REQUIRED WORK => Give the rows from the line with "Detect woman's face." to the line with "142, 137, 197, 227" as a Markdown table with the columns Number and Row line, leaving out blank lines.

Items from a labeling collection =>
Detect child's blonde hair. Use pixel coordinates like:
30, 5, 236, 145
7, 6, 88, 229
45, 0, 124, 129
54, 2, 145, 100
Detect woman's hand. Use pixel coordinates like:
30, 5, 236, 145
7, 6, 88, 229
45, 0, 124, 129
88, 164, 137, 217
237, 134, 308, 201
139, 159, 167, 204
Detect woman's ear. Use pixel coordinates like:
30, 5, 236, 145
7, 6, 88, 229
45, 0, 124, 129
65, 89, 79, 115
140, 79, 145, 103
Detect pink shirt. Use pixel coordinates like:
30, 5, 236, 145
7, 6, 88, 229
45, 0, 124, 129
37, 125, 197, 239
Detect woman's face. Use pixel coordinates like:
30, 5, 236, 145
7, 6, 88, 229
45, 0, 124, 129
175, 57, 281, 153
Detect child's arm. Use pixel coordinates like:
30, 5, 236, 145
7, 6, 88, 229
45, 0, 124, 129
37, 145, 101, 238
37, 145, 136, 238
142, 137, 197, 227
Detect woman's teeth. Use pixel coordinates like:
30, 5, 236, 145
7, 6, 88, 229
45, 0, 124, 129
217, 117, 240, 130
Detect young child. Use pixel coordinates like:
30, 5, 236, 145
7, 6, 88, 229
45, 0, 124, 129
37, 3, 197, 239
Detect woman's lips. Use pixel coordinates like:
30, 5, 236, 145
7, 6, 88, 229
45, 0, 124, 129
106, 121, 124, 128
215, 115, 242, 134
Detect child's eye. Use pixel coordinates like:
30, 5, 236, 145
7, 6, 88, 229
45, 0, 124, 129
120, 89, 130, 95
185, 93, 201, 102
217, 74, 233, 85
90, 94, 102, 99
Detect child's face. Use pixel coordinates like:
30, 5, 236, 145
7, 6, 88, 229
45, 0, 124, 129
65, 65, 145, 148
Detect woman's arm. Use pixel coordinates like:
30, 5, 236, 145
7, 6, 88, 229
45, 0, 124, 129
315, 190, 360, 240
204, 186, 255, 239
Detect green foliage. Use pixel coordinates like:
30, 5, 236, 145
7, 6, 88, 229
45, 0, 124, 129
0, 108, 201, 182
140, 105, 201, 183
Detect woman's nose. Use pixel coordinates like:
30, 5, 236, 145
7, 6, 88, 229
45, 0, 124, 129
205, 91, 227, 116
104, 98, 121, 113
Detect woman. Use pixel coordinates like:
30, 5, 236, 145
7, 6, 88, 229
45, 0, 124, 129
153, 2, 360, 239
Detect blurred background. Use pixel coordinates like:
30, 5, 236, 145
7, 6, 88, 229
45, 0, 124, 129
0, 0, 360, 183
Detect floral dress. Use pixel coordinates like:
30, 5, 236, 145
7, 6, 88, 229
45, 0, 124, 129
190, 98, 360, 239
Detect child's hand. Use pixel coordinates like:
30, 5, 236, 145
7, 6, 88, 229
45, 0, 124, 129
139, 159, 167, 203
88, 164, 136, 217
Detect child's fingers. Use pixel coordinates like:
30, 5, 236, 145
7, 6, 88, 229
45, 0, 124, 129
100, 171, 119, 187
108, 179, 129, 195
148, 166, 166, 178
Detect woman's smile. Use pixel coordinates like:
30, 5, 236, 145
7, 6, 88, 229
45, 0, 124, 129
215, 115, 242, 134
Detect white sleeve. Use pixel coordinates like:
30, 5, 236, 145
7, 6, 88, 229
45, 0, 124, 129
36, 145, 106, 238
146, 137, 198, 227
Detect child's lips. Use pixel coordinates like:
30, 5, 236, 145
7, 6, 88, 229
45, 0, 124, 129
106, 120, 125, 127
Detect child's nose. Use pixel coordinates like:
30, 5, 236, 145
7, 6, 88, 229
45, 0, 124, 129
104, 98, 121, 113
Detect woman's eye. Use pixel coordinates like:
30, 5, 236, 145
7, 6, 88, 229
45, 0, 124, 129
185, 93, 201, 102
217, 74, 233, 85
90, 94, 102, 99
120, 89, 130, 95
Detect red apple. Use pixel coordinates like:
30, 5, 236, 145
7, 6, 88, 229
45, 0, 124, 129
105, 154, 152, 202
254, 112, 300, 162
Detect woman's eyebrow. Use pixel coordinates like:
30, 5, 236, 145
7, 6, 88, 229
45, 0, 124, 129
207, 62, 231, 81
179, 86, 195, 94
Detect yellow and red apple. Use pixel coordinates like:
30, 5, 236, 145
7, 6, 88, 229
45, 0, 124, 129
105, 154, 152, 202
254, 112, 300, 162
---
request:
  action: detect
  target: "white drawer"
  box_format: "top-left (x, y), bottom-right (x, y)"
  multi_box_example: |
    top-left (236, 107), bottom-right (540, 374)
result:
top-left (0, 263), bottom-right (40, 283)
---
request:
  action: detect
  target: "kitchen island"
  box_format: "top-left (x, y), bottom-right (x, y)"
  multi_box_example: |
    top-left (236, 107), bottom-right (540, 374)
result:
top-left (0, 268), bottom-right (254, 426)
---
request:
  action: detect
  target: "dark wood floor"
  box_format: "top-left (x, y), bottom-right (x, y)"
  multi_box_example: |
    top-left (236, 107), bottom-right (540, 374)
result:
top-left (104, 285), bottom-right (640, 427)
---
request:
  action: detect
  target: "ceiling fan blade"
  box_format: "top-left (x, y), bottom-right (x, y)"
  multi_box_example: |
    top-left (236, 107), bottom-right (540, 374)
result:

EXERCISE ANSWER =>
| Number | Row line |
|---|---|
| 1 | Detect woman's face. Use pixel coordinates like: |
| 2 | 30, 5, 236, 145 |
| 3 | 7, 6, 88, 229 |
| 4 | 45, 0, 124, 129 |
| 5 | 175, 57, 281, 153 |
| 6 | Detect child's arm. Use pixel coordinates like: |
| 7 | 30, 5, 236, 145 |
| 8 | 7, 6, 88, 229 |
| 9 | 45, 0, 124, 129 |
| 10 | 37, 145, 101, 238 |
| 11 | 37, 145, 136, 238 |
| 12 | 142, 137, 197, 227 |